O QUE ELES ESCONDEM

quinta-feira, 31 de julho de 2014


O QUE NÃO SE DISSE SOBRE O NOVO BANCO DOS PAÍSES EMERGENTES

Por Vicenç Navarro*

A história dos desastres (e não há outra maneira de definir as consequências da aplicação das suas políticas) criados pelo Fundo Monetário Internacional (FMI) é longa. Esta instituição que, na sua configuração actual, tem o objectivo de defender os interesses do capital financeiro (isto é, das instituições bancárias, à custa dos interesses dos Estados, supostamente ajudados por ela, tem uma longa lista de danos às populações dos Estados “ajudados” (e, muito particularmente, às suas classes populares) por causa das políticas impostas às suas gentes (ver Los amos del mundo. Las armas del terrorismo financiero, Vicenç Navarro e Juan Torres, 2012).
Um caso claro ocorreu em 1997, quando vários países asiáticos, afectados por uma crise financeira, causada pela constante especulação dos mercados financeiros, tentaram estabelecer o seu próprio banco, alternativo ao FMI, ao qual, dada a intenção, chamaram Fundo Monetário Asiático. Esta tentativa foi imediatamente vetada pelo governo federal dos EUA, concretamente pelo Ministro das Finanças (Secretary of the Treasury), muito ligado a Wall Street, o centro bancário dos EUA. Como consequência, tiveram que seguir as políticas impostas pelo FMI, as clássicas e previsíveis políticas neoliberais, com reformas que afectaram profundamente o bem-estar das populações dos Estados “assistidos”, políticas que, como agora também acontece na Eurozona, foram ineficazes para resolver a enorme crise económica e financeira. Na realidade, pioraram-na, como também ocorreu na Eurozona.

▸ Informação apresentada:
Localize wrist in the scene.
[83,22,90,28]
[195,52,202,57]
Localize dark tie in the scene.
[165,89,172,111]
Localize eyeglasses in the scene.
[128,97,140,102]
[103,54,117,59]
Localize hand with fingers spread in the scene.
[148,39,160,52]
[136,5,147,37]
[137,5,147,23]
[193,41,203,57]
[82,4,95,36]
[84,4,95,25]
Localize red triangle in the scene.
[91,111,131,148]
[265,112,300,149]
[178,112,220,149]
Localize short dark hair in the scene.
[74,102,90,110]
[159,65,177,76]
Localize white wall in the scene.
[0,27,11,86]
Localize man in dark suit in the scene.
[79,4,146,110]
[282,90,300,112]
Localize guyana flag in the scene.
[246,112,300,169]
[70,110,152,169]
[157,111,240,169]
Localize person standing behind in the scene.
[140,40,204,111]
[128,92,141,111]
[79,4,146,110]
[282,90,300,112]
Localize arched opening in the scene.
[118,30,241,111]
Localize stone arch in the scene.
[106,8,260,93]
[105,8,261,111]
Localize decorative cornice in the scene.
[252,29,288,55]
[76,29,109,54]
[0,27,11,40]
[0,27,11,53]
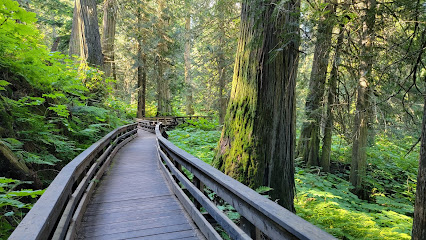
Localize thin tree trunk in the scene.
[217,13,226,125]
[214,0,300,211]
[320,26,344,172]
[70,0,103,67]
[297,0,334,166]
[137,7,146,118]
[69,0,84,57]
[155,0,172,116]
[412,98,426,240]
[102,0,117,79]
[349,0,376,197]
[50,37,61,52]
[184,13,194,116]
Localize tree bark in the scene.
[214,0,300,211]
[412,98,426,240]
[320,26,344,172]
[50,37,61,52]
[102,0,117,80]
[137,7,146,118]
[69,0,103,67]
[297,0,334,166]
[349,0,376,197]
[217,2,226,125]
[184,12,194,116]
[155,0,172,116]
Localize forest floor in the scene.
[168,122,418,240]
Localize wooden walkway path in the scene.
[78,130,204,240]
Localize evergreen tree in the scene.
[215,0,300,211]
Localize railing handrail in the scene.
[156,124,335,240]
[9,123,138,240]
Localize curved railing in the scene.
[155,123,335,240]
[9,123,138,240]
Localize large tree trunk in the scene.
[137,8,146,118]
[296,0,334,166]
[69,0,103,67]
[214,0,300,211]
[412,98,426,240]
[102,0,117,79]
[320,26,344,172]
[155,0,172,116]
[349,0,376,196]
[184,12,194,116]
[217,6,227,125]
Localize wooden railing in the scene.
[138,116,212,126]
[155,124,335,240]
[9,123,138,240]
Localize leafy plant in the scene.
[0,177,44,239]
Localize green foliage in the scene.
[168,125,418,240]
[168,119,220,164]
[0,177,44,239]
[295,169,412,240]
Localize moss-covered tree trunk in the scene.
[155,0,172,116]
[69,0,104,67]
[102,0,117,79]
[412,98,426,240]
[184,11,194,116]
[214,0,300,211]
[349,0,376,196]
[136,7,146,118]
[320,26,344,172]
[296,0,334,166]
[217,14,227,125]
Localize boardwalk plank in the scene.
[77,130,204,240]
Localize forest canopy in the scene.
[0,0,426,239]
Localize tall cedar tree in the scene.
[296,0,334,166]
[102,0,117,80]
[69,0,104,67]
[136,5,147,118]
[411,25,426,240]
[214,0,300,211]
[215,0,227,125]
[412,98,426,240]
[184,0,194,116]
[349,0,376,196]
[155,0,172,116]
[320,26,344,172]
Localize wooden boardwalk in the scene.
[78,130,204,240]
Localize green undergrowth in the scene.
[0,177,44,239]
[167,119,220,164]
[168,124,418,240]
[0,0,131,239]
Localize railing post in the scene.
[240,216,262,240]
[192,176,204,210]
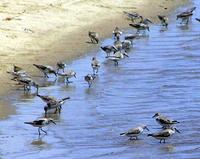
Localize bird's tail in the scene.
[62,97,70,101]
[120,133,126,136]
[24,122,33,125]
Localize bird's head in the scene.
[152,113,160,118]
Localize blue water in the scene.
[0,0,200,159]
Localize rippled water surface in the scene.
[0,0,200,159]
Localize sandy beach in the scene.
[0,0,188,118]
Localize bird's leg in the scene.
[41,128,47,135]
[38,128,41,136]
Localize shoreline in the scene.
[0,0,189,119]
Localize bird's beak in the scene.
[145,127,149,131]
[174,128,181,134]
[51,120,56,125]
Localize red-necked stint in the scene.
[56,61,66,73]
[24,118,56,135]
[33,64,57,78]
[84,74,96,88]
[148,128,180,143]
[176,7,196,25]
[158,15,169,28]
[120,125,149,140]
[101,45,118,58]
[152,113,179,128]
[91,57,100,75]
[88,31,99,44]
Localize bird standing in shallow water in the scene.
[120,125,149,140]
[24,118,56,135]
[91,57,100,75]
[88,31,99,44]
[84,74,96,88]
[152,113,179,128]
[148,128,180,143]
[158,15,168,28]
[33,64,57,78]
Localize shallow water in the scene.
[0,1,200,159]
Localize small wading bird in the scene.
[101,45,118,58]
[37,94,70,114]
[176,7,196,25]
[91,57,100,75]
[56,62,66,73]
[24,118,56,135]
[120,125,149,140]
[33,64,57,78]
[17,77,39,94]
[84,74,96,88]
[88,31,99,44]
[58,70,76,84]
[108,51,129,66]
[113,27,122,40]
[124,11,143,23]
[148,128,180,143]
[158,15,168,28]
[44,97,70,115]
[129,23,149,34]
[152,113,179,128]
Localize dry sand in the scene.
[0,0,189,117]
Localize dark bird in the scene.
[91,57,100,75]
[158,15,168,28]
[176,7,196,25]
[24,118,56,135]
[17,77,39,94]
[148,128,180,143]
[120,125,149,140]
[101,45,118,58]
[56,62,66,73]
[84,74,96,88]
[152,113,179,128]
[33,64,57,78]
[88,31,99,44]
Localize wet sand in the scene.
[0,0,191,117]
[0,1,200,159]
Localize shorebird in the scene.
[84,74,96,88]
[58,70,76,84]
[124,11,143,23]
[13,65,23,72]
[113,27,122,40]
[148,128,180,143]
[101,45,117,58]
[122,40,132,51]
[88,31,99,44]
[113,40,122,50]
[56,62,66,73]
[91,57,100,75]
[176,7,196,25]
[152,113,179,128]
[7,70,31,81]
[108,51,129,66]
[33,64,57,78]
[124,34,137,44]
[17,77,39,94]
[120,125,149,140]
[44,97,70,115]
[158,15,168,28]
[195,18,200,22]
[24,118,56,136]
[129,23,149,34]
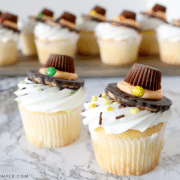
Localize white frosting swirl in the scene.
[137,15,166,30]
[95,23,141,41]
[76,17,99,31]
[156,24,180,42]
[0,28,19,43]
[34,23,79,41]
[14,78,86,113]
[81,97,171,134]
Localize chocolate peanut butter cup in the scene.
[0,13,20,33]
[27,54,84,89]
[105,63,172,112]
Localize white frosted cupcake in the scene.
[34,12,79,64]
[81,64,172,176]
[138,4,167,56]
[157,21,180,65]
[95,11,141,65]
[15,54,86,148]
[0,13,19,66]
[18,9,53,56]
[77,6,107,56]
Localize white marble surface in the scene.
[0,77,180,180]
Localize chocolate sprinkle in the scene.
[99,112,102,125]
[116,114,125,119]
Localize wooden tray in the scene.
[0,51,180,77]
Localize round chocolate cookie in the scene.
[105,83,172,112]
[27,70,84,89]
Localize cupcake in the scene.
[0,13,20,66]
[82,63,172,176]
[95,10,141,65]
[139,4,167,56]
[157,20,180,65]
[18,9,53,56]
[77,6,107,56]
[15,54,86,148]
[34,12,79,64]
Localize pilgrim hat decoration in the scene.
[29,8,54,22]
[141,4,167,23]
[112,10,140,31]
[105,63,172,112]
[0,12,20,32]
[82,6,107,22]
[28,54,84,89]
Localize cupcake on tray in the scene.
[18,8,54,56]
[34,12,79,64]
[95,10,141,65]
[139,4,167,56]
[82,63,172,176]
[0,13,20,66]
[157,20,180,65]
[77,6,107,56]
[15,54,86,148]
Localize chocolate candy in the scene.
[124,63,161,91]
[44,54,75,73]
[121,10,136,20]
[27,70,84,89]
[105,83,172,112]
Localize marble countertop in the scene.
[0,76,180,180]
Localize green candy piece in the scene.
[46,67,56,77]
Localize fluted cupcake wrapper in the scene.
[19,106,81,148]
[90,124,165,176]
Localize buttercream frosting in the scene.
[81,97,171,134]
[14,78,86,113]
[157,24,180,42]
[95,22,141,41]
[34,23,79,41]
[0,28,19,43]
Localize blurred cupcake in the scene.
[18,9,53,56]
[77,6,107,56]
[95,10,141,65]
[139,4,166,56]
[157,20,180,65]
[34,12,79,64]
[0,13,20,65]
[15,54,86,148]
[81,63,172,176]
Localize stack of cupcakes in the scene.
[77,6,107,56]
[95,10,141,65]
[15,54,86,148]
[34,12,79,64]
[0,13,20,65]
[81,63,172,176]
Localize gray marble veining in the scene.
[0,77,180,180]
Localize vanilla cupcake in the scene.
[34,12,79,64]
[139,4,167,56]
[0,13,20,66]
[95,11,141,65]
[77,6,107,56]
[157,20,180,65]
[18,9,54,56]
[15,54,86,148]
[81,63,172,176]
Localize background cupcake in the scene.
[0,13,20,65]
[34,12,79,64]
[15,54,86,148]
[157,20,180,65]
[139,4,166,56]
[95,10,141,65]
[77,6,107,55]
[18,8,54,56]
[82,64,172,176]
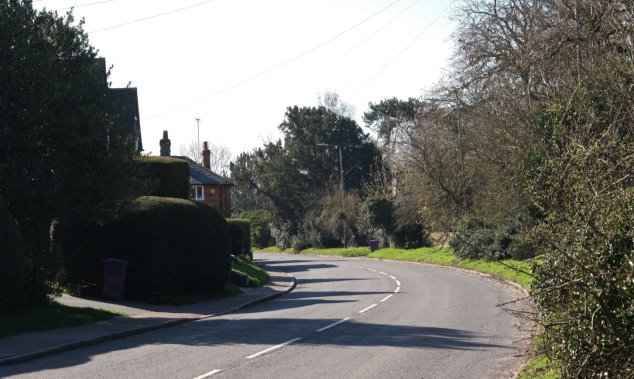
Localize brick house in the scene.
[161,130,233,218]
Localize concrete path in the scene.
[0,270,295,366]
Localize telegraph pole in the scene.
[196,117,200,162]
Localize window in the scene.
[190,186,205,200]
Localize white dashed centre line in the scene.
[194,370,222,379]
[247,338,301,359]
[359,304,378,313]
[316,317,350,332]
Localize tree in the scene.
[0,0,136,308]
[231,106,380,246]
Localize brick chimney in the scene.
[160,130,172,157]
[203,141,211,170]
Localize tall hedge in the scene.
[57,196,231,299]
[137,156,190,199]
[0,197,26,313]
[227,218,251,254]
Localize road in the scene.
[0,253,526,379]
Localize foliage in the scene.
[231,106,379,247]
[0,197,27,313]
[0,302,125,338]
[226,218,251,255]
[449,218,533,261]
[137,156,190,199]
[0,0,139,302]
[54,196,231,298]
[233,257,269,287]
[242,209,274,247]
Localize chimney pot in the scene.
[203,141,211,170]
[160,130,172,157]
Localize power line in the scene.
[141,0,401,121]
[88,0,221,34]
[328,0,418,65]
[355,6,449,95]
[53,0,117,11]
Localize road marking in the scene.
[316,317,350,332]
[194,370,222,379]
[359,304,378,313]
[247,338,301,359]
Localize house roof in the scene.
[173,156,233,186]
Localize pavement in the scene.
[0,270,295,366]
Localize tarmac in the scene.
[0,270,295,366]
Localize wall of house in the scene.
[203,185,231,218]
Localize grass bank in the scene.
[254,247,559,379]
[0,302,125,337]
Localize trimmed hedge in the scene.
[56,196,231,299]
[137,156,190,199]
[0,197,26,313]
[227,218,251,255]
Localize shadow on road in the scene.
[0,318,509,377]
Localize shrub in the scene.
[56,196,231,298]
[449,218,533,261]
[227,218,251,255]
[0,198,26,313]
[137,157,190,199]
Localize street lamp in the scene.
[317,143,348,248]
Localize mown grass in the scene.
[259,247,531,289]
[254,247,559,379]
[0,302,125,337]
[233,258,269,287]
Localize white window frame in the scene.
[191,186,205,200]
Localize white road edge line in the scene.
[316,317,350,332]
[359,304,378,313]
[194,370,222,379]
[247,338,301,359]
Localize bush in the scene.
[0,198,26,313]
[55,196,231,298]
[137,157,190,199]
[449,218,533,261]
[227,218,251,255]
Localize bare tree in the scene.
[179,141,233,176]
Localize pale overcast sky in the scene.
[34,0,453,156]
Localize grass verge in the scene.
[0,302,125,337]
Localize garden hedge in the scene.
[227,218,251,255]
[57,196,231,299]
[0,197,26,313]
[137,157,190,199]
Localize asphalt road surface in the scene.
[0,253,526,379]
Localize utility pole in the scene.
[317,143,348,248]
[196,117,200,162]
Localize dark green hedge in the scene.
[55,196,231,299]
[137,157,190,199]
[0,197,26,313]
[227,218,251,255]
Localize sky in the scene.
[33,0,453,157]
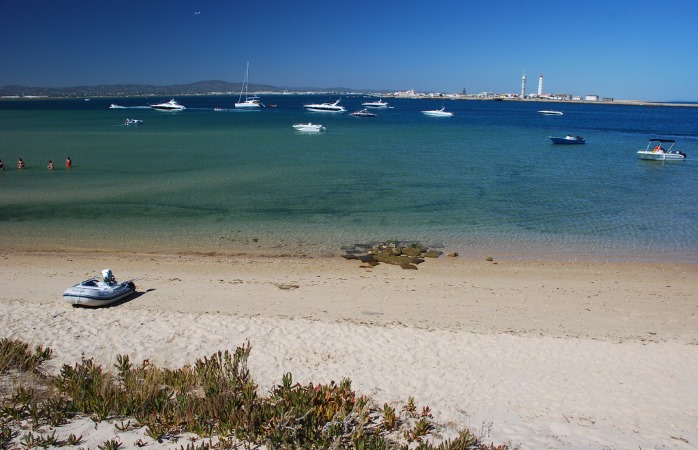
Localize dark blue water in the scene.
[0,95,698,262]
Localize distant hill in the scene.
[0,80,355,97]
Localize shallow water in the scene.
[0,95,698,262]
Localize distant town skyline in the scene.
[0,0,698,101]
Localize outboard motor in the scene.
[102,269,116,284]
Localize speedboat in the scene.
[235,95,264,109]
[637,138,686,161]
[63,269,136,306]
[422,106,453,117]
[548,134,586,145]
[150,99,187,111]
[293,122,326,133]
[351,108,378,117]
[303,100,346,112]
[361,99,388,109]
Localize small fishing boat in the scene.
[422,106,453,117]
[351,108,378,117]
[361,98,388,109]
[637,138,686,161]
[548,134,586,145]
[293,122,325,133]
[303,100,346,112]
[150,99,187,111]
[63,269,136,307]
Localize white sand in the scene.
[0,253,698,449]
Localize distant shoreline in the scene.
[0,91,698,108]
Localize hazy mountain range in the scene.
[0,80,364,97]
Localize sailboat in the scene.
[235,61,263,109]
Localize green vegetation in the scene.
[0,339,508,450]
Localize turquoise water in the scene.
[0,95,698,262]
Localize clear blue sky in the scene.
[0,0,698,101]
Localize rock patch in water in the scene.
[341,241,443,270]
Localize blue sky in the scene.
[0,0,698,101]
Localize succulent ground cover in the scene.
[0,339,508,450]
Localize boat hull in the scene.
[305,106,346,112]
[422,111,453,117]
[63,280,136,307]
[550,136,586,145]
[293,123,325,133]
[637,150,686,161]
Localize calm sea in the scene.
[0,95,698,263]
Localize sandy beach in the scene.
[0,252,698,449]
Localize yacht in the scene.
[422,106,453,117]
[293,122,325,133]
[361,99,388,109]
[150,99,187,111]
[235,62,264,109]
[303,100,346,112]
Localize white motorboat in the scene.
[361,99,388,109]
[150,99,187,111]
[303,100,346,112]
[293,122,326,133]
[422,106,453,117]
[235,62,264,109]
[637,138,686,161]
[63,269,136,306]
[548,134,586,145]
[351,108,378,117]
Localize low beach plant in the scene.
[0,339,506,450]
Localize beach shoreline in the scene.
[0,251,698,449]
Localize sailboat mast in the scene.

▸ Tarefas a realizar:
- A) Diga se cada afirmação concorda com o artigo sobre o FMI, respondendo sim ou não e citando literalmente as palavras decisivas do artigo. (i) A tentativa de criar o Fundo Monetário Asiático foi vetada pelo governo federal dos EUA. (ii) As políticas impostas pelo FMI resolveram a crise económica e financeira. (iii) A crise financeira que afectou vários países asiáticos ocorreu em 1997.
- B) No artigo sobre o FMI, reescreva o trecho que vai de "O QUE NÃO SE" até "Juan Torres, 2012).", substituindo "capital financeiro" por "sistema financeiro".
- C) Dê seguimento ao artigo sobre o FMI a partir do ponto em que termina.
Os itens provêm de outra fonte.

▸ Respostas:
- A)
(i) Sim: "Esta tentativa foi imediatamente vetada pelo governo federal dos EUA".
(ii) Não: "foram ineficazes para resolver a enorme crise económica e financeira".
(iii) Sim: "Um caso claro ocorreu em 1997, quando vários países asiáticos, afectados por uma crise financeira".

- B)
O QUE NÃO SE DISSE SOBRE O NOVO BANCO DOS PAÍSES EMERGENTES

Por Vicenç Navarro*

A história dos desastres (e não há outra maneira de definir as consequências da aplicação das suas políticas) criados pelo Fundo Monetário Internacional (FMI) é longa. Esta instituição que, na sua configuração actual, tem o objectivo de defender os interesses do sistema financeiro (isto é, das instituições bancárias, à custa dos interesses dos Estados, supostamente ajudados por ela, tem uma longa lista de danos às populações dos Estados “ajudados” (e, muito particularmente, às suas classes populares) por causa das políticas impostas às suas gentes (ver Los amos del mundo. Las armas del terrorismo financiero, Vicenç Navarro e Juan Torres, 2012).

- C)
Como consequência, surgiu com maior intensidade o pedido, destes e outros países que haviam sofrido as mesmas políticas, para sairem do FMI e estabelecer um fundo alternativo. Tais países chegaram à conclusão de que era praticamente impossível mudar o FMI, controlado pelos interesses financeiros estado-unidenses e seus aliados europeus, interesses que, por certo, afectaram também negativamente o bem-estar das populações norte-americanas e europeias. Não era, como os maiores meios de informação sempre tentaram apresentar, um conflito entre os EUA e Europa contra o resto do mundo, mas os interesses financeiros das instituições bancárias – que beneficiam sectores minoritários nestes países – contra a maioria das populações dos países com diferentes níveis de desenvolvimento económico. O que as políticas impostas pelo FMI mostravam era que os interesses particulares das instituições bancárias não eram os mesmos, nem tão-pouco coincidiam com os interesses das classes populares dos países desenvolvidos, nem com os interesses das dos países emergentes. Como é patente na enorme crise financeira que os EUA e a União Europeia estão a sofrer, a realidade mostra que o enorme controle por parte das instituições bancárias do FMI, do Banco Mundial e do Banco Central Europeu (BCE) está a beneficiar interesses muito particulares, distintos e, na realidade, opostos aos interesses gerais da maioria das populações (que são as suas classes populares) dos países, tanto os economicamente avançados, como os com menor desenvolvimento económico. De novo, o que está a ocorrer na Eurozona (e, muito particularmente, na sua periferia) é um claro exemplo disso.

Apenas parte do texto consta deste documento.